[Records from a dataset]

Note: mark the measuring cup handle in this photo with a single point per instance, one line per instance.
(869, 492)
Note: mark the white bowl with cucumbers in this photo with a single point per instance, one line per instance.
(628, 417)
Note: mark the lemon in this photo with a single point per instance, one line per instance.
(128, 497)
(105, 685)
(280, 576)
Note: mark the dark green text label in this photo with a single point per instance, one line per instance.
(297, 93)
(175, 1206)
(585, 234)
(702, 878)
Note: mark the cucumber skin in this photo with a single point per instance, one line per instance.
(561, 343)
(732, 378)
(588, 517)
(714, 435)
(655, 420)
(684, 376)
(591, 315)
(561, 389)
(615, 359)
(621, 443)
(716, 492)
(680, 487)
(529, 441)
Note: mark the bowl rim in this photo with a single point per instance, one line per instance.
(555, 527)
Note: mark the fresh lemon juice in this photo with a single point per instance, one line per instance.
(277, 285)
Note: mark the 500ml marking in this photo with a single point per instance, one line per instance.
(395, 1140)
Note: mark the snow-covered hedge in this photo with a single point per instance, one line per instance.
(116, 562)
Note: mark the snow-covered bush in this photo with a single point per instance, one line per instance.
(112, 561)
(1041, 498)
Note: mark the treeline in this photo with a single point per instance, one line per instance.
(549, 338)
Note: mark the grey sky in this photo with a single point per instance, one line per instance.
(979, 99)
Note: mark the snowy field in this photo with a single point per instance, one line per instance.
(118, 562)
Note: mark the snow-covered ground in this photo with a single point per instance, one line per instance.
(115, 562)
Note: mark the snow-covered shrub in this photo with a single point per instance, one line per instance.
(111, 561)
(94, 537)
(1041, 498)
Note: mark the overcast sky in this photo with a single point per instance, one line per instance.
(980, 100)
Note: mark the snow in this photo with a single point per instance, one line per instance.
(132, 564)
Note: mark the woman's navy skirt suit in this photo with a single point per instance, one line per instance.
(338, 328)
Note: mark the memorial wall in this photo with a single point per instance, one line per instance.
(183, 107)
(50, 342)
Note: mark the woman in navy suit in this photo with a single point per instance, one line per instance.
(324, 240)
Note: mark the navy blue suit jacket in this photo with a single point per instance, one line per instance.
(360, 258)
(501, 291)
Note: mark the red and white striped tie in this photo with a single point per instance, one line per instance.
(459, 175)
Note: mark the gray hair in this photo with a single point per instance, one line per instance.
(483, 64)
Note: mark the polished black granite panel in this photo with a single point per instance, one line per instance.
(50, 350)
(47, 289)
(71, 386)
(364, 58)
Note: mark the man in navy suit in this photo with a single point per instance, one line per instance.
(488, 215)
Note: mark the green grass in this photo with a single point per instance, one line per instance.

**TASK DESCRIPTION:**
Convert the material from the line containing "Note: mark the navy" through the end of the material into a Markdown table with the columns Row and Line, giving each line its own numbered row and leaving out any blank lines.

**TASK ANSWER:**
| Row | Line |
|---|---|
| 1 | Note: mark the navy blue suit jacket in this photo with a single point per instance, one line per instance. |
| 2 | (360, 258) |
| 3 | (501, 291) |
| 4 | Note: mark the red and white striped tie in this photo with a single point per instance, one line per instance. |
| 5 | (459, 175) |
| 6 | Note: mark the gray hair in this photo with a single point per instance, one line per instance. |
| 7 | (483, 64) |
| 8 | Note: mark the polished black granite panel in this photo with a single point per instance, one line per instance. |
| 9 | (50, 350) |
| 10 | (47, 289) |
| 11 | (71, 386) |
| 12 | (364, 58) |
| 13 | Note: mark the man in navy suit in this photo with a single point per instance, one line per instance. |
| 14 | (488, 215) |
| 15 | Note: mark the green grass in this photo with a single point per instance, one line per instance. |